WHAT IS REQUIRED. From the entries below, return every line that includes the word "patterned".

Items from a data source
>>

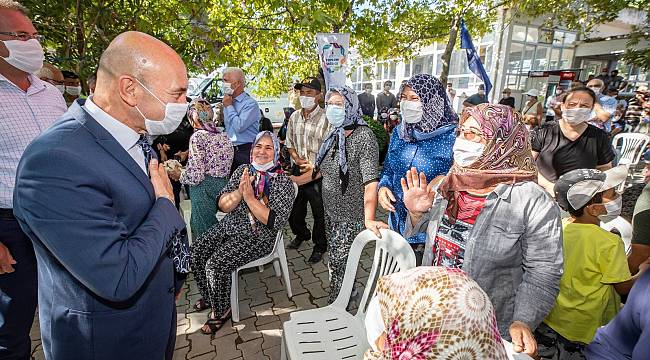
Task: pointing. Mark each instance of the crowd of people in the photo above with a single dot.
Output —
(502, 208)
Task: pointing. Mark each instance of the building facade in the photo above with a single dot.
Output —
(519, 55)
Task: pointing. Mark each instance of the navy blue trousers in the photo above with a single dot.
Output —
(18, 293)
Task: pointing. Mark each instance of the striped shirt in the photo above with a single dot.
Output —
(306, 135)
(23, 116)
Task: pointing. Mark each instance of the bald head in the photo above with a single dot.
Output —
(235, 77)
(137, 54)
(595, 83)
(146, 74)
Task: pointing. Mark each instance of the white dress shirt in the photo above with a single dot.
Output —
(23, 116)
(124, 135)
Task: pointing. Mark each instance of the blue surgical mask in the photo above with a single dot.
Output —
(335, 115)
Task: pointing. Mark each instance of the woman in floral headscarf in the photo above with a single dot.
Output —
(348, 161)
(423, 140)
(490, 218)
(257, 201)
(432, 313)
(208, 165)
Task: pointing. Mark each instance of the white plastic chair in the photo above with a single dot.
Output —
(512, 355)
(186, 211)
(279, 259)
(631, 147)
(331, 332)
(624, 228)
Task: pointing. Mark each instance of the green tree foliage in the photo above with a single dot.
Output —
(274, 40)
(79, 30)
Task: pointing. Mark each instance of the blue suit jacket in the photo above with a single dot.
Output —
(106, 281)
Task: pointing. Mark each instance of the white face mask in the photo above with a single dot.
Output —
(307, 102)
(576, 116)
(595, 89)
(73, 90)
(335, 115)
(27, 55)
(467, 152)
(411, 111)
(174, 113)
(227, 89)
(613, 209)
(263, 167)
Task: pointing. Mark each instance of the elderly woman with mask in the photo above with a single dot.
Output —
(423, 140)
(348, 161)
(431, 313)
(257, 201)
(489, 217)
(208, 165)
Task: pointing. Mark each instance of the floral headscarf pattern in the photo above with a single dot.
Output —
(507, 157)
(353, 118)
(437, 111)
(436, 313)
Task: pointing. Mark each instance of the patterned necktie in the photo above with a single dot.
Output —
(147, 150)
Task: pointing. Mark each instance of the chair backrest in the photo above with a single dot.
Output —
(392, 254)
(631, 147)
(624, 228)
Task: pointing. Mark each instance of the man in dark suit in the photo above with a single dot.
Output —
(105, 232)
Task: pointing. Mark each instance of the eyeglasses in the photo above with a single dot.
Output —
(23, 36)
(471, 134)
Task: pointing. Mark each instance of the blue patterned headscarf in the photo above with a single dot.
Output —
(437, 111)
(353, 118)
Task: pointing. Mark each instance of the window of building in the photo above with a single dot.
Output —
(514, 59)
(438, 64)
(566, 58)
(541, 58)
(554, 62)
(518, 33)
(423, 64)
(485, 53)
(531, 35)
(569, 39)
(527, 59)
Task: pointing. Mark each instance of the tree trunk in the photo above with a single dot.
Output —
(446, 56)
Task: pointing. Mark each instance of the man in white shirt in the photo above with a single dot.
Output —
(306, 130)
(27, 107)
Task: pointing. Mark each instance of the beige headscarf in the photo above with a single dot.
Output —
(436, 313)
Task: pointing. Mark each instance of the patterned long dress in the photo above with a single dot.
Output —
(208, 166)
(234, 241)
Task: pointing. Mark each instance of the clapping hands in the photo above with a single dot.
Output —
(245, 188)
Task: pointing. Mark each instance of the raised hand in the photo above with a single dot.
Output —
(418, 194)
(386, 199)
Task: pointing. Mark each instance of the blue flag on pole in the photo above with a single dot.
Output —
(473, 60)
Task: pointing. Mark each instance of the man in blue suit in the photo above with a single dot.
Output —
(101, 216)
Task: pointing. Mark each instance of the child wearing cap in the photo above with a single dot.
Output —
(595, 265)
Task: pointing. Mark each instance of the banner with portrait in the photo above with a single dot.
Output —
(333, 54)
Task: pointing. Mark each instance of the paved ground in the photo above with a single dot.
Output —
(263, 307)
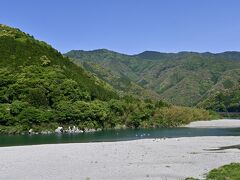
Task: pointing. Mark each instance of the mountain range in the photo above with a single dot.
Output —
(184, 78)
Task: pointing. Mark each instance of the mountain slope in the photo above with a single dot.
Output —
(41, 90)
(184, 78)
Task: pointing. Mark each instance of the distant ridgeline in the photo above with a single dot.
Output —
(185, 78)
(40, 89)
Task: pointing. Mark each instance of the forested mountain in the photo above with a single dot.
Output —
(40, 89)
(223, 101)
(185, 78)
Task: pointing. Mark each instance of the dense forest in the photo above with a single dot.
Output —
(185, 78)
(40, 89)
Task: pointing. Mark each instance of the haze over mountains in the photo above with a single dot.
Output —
(184, 78)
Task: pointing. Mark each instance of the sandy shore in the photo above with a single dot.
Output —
(222, 123)
(140, 159)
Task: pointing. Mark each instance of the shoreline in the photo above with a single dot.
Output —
(173, 158)
(220, 123)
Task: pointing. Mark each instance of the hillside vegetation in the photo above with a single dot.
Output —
(184, 78)
(41, 90)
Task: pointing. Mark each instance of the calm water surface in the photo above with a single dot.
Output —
(115, 135)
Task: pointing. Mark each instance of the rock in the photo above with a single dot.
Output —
(59, 130)
(46, 132)
(89, 130)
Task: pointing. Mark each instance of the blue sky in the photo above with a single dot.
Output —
(129, 26)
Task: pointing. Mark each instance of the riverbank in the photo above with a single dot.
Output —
(221, 123)
(175, 158)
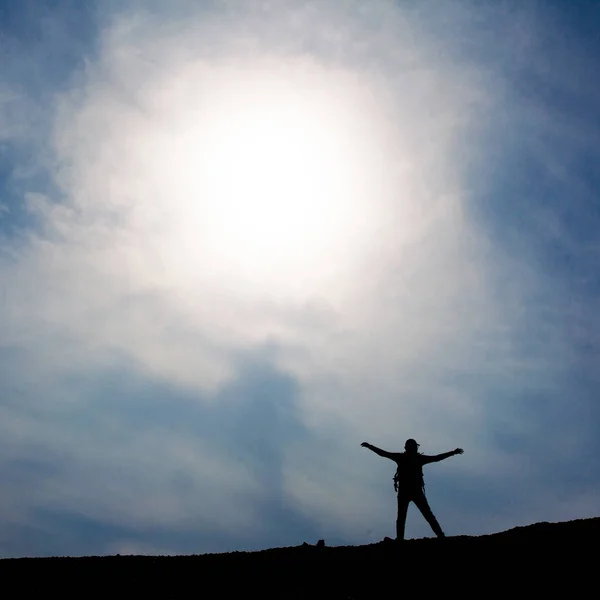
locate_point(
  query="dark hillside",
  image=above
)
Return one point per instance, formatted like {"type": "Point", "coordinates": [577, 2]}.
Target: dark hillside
{"type": "Point", "coordinates": [540, 558]}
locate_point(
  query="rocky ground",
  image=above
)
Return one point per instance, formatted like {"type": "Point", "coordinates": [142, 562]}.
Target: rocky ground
{"type": "Point", "coordinates": [545, 558]}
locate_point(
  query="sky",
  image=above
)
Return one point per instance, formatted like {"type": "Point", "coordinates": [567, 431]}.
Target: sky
{"type": "Point", "coordinates": [237, 239]}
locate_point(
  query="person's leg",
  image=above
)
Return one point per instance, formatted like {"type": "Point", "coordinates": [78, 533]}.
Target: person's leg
{"type": "Point", "coordinates": [421, 501]}
{"type": "Point", "coordinates": [403, 501]}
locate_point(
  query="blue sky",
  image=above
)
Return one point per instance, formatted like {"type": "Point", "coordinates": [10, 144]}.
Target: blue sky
{"type": "Point", "coordinates": [238, 239]}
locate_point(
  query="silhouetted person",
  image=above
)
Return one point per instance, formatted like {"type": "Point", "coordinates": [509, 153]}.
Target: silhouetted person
{"type": "Point", "coordinates": [409, 484]}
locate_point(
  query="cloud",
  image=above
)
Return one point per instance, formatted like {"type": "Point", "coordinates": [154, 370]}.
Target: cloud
{"type": "Point", "coordinates": [158, 377]}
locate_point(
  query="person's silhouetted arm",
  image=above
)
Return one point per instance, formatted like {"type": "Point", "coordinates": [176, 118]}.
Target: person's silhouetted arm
{"type": "Point", "coordinates": [384, 453]}
{"type": "Point", "coordinates": [438, 457]}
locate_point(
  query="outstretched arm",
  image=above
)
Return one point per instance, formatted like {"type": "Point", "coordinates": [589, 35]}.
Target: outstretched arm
{"type": "Point", "coordinates": [377, 450]}
{"type": "Point", "coordinates": [438, 457]}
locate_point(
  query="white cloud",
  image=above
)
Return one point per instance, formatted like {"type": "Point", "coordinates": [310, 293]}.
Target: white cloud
{"type": "Point", "coordinates": [386, 327]}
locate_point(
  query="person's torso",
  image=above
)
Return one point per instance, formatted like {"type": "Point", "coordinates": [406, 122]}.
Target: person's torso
{"type": "Point", "coordinates": [409, 474]}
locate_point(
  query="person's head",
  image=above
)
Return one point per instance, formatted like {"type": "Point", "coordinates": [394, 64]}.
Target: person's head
{"type": "Point", "coordinates": [411, 446]}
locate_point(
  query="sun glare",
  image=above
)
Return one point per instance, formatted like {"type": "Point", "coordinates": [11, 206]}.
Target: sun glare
{"type": "Point", "coordinates": [271, 179]}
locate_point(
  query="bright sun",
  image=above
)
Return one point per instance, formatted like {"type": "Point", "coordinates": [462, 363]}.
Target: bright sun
{"type": "Point", "coordinates": [270, 178]}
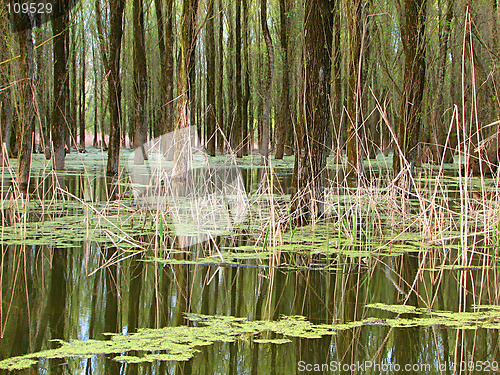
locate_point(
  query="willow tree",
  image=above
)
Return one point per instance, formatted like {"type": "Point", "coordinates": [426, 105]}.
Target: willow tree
{"type": "Point", "coordinates": [114, 84]}
{"type": "Point", "coordinates": [59, 120]}
{"type": "Point", "coordinates": [283, 127]}
{"type": "Point", "coordinates": [185, 90]}
{"type": "Point", "coordinates": [313, 127]}
{"type": "Point", "coordinates": [211, 114]}
{"type": "Point", "coordinates": [408, 127]}
{"type": "Point", "coordinates": [165, 48]}
{"type": "Point", "coordinates": [354, 119]}
{"type": "Point", "coordinates": [140, 78]}
{"type": "Point", "coordinates": [264, 146]}
{"type": "Point", "coordinates": [6, 103]}
{"type": "Point", "coordinates": [26, 110]}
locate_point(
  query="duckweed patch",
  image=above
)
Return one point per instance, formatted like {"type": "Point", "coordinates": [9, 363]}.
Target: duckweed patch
{"type": "Point", "coordinates": [176, 343]}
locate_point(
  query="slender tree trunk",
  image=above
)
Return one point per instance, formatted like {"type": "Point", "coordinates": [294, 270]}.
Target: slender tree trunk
{"type": "Point", "coordinates": [27, 112]}
{"type": "Point", "coordinates": [181, 153]}
{"type": "Point", "coordinates": [59, 127]}
{"type": "Point", "coordinates": [6, 107]}
{"type": "Point", "coordinates": [354, 118]}
{"type": "Point", "coordinates": [285, 120]}
{"type": "Point", "coordinates": [408, 130]}
{"type": "Point", "coordinates": [439, 131]}
{"type": "Point", "coordinates": [74, 90]}
{"type": "Point", "coordinates": [82, 98]}
{"type": "Point", "coordinates": [220, 85]}
{"type": "Point", "coordinates": [268, 82]}
{"type": "Point", "coordinates": [140, 80]}
{"type": "Point", "coordinates": [237, 128]}
{"type": "Point", "coordinates": [166, 49]}
{"type": "Point", "coordinates": [338, 133]}
{"type": "Point", "coordinates": [246, 96]}
{"type": "Point", "coordinates": [312, 131]}
{"type": "Point", "coordinates": [211, 114]}
{"type": "Point", "coordinates": [114, 85]}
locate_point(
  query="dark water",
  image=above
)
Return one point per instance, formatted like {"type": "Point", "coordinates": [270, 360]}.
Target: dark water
{"type": "Point", "coordinates": [47, 294]}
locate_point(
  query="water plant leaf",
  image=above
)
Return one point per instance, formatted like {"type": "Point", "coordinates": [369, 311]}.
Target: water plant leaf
{"type": "Point", "coordinates": [175, 343]}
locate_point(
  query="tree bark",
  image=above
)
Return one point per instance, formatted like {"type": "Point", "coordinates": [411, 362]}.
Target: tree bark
{"type": "Point", "coordinates": [237, 128]}
{"type": "Point", "coordinates": [211, 114]}
{"type": "Point", "coordinates": [82, 98]}
{"type": "Point", "coordinates": [6, 105]}
{"type": "Point", "coordinates": [59, 127]}
{"type": "Point", "coordinates": [285, 120]}
{"type": "Point", "coordinates": [264, 151]}
{"type": "Point", "coordinates": [246, 97]}
{"type": "Point", "coordinates": [354, 118]}
{"type": "Point", "coordinates": [140, 80]}
{"type": "Point", "coordinates": [220, 85]}
{"type": "Point", "coordinates": [114, 85]}
{"type": "Point", "coordinates": [27, 110]}
{"type": "Point", "coordinates": [312, 130]}
{"type": "Point", "coordinates": [165, 122]}
{"type": "Point", "coordinates": [408, 130]}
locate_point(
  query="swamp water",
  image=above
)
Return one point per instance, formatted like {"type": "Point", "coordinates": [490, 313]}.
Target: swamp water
{"type": "Point", "coordinates": [97, 286]}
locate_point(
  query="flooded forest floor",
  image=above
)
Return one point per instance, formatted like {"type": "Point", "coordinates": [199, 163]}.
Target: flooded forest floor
{"type": "Point", "coordinates": [114, 276]}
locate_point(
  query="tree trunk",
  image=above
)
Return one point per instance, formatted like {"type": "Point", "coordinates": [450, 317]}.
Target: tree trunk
{"type": "Point", "coordinates": [27, 107]}
{"type": "Point", "coordinates": [82, 99]}
{"type": "Point", "coordinates": [310, 156]}
{"type": "Point", "coordinates": [237, 128]}
{"type": "Point", "coordinates": [285, 120]}
{"type": "Point", "coordinates": [338, 133]}
{"type": "Point", "coordinates": [165, 46]}
{"type": "Point", "coordinates": [246, 96]}
{"type": "Point", "coordinates": [181, 139]}
{"type": "Point", "coordinates": [439, 131]}
{"type": "Point", "coordinates": [220, 85]}
{"type": "Point", "coordinates": [408, 130]}
{"type": "Point", "coordinates": [114, 85]}
{"type": "Point", "coordinates": [211, 114]}
{"type": "Point", "coordinates": [354, 118]}
{"type": "Point", "coordinates": [59, 127]}
{"type": "Point", "coordinates": [268, 82]}
{"type": "Point", "coordinates": [140, 80]}
{"type": "Point", "coordinates": [6, 106]}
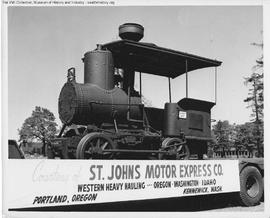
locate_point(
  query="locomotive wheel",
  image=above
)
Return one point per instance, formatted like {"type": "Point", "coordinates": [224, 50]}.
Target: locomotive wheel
{"type": "Point", "coordinates": [93, 146]}
{"type": "Point", "coordinates": [177, 150]}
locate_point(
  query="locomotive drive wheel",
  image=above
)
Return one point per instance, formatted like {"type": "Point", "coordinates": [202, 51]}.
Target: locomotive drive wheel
{"type": "Point", "coordinates": [251, 186]}
{"type": "Point", "coordinates": [176, 148]}
{"type": "Point", "coordinates": [94, 145]}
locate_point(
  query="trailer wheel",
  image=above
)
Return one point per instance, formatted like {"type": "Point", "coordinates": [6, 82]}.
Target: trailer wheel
{"type": "Point", "coordinates": [251, 186]}
{"type": "Point", "coordinates": [94, 146]}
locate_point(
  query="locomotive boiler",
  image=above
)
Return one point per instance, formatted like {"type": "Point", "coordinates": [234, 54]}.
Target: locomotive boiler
{"type": "Point", "coordinates": [105, 117]}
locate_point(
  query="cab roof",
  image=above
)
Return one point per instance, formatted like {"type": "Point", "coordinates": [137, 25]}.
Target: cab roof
{"type": "Point", "coordinates": [151, 59]}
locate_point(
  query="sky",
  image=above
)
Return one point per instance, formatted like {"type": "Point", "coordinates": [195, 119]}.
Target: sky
{"type": "Point", "coordinates": [43, 42]}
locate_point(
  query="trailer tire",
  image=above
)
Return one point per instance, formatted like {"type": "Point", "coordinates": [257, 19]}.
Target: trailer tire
{"type": "Point", "coordinates": [251, 186]}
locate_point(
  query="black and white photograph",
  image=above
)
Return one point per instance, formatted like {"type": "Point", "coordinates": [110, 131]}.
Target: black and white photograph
{"type": "Point", "coordinates": [110, 108]}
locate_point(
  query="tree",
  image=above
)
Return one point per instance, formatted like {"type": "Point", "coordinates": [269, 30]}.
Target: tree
{"type": "Point", "coordinates": [255, 99]}
{"type": "Point", "coordinates": [40, 126]}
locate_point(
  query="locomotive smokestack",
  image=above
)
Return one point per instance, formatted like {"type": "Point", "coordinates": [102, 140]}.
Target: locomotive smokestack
{"type": "Point", "coordinates": [99, 68]}
{"type": "Point", "coordinates": [131, 31]}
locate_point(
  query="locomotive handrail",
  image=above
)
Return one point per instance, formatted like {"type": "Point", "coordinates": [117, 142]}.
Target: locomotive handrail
{"type": "Point", "coordinates": [110, 104]}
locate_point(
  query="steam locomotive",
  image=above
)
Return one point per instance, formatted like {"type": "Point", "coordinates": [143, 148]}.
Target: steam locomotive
{"type": "Point", "coordinates": [105, 117]}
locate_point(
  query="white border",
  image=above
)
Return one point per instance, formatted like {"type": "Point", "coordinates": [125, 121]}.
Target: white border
{"type": "Point", "coordinates": [4, 113]}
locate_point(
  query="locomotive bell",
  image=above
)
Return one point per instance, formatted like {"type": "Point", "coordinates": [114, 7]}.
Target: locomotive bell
{"type": "Point", "coordinates": [131, 31]}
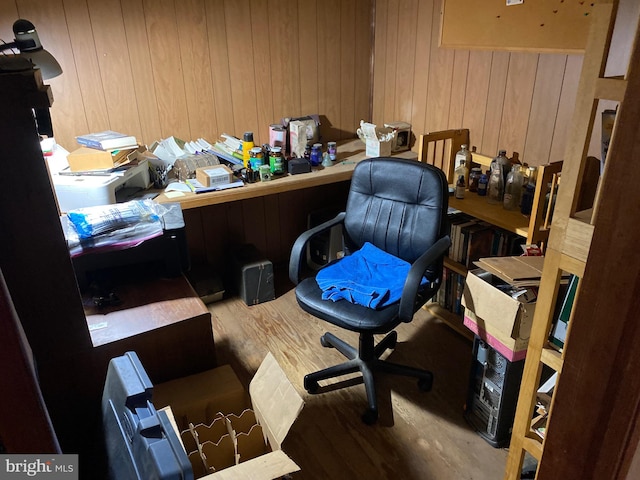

<<

YOUR SOLUTION.
Task: pointing. Mark each instance of the patterned necktie in the photo above with a single dot.
Task: pointing. Mark each instance of the blue patterned headscarf in the photo above with a single dot.
Task: pointing. Mark each instance of the patterned long dress in the photo above with a single dot.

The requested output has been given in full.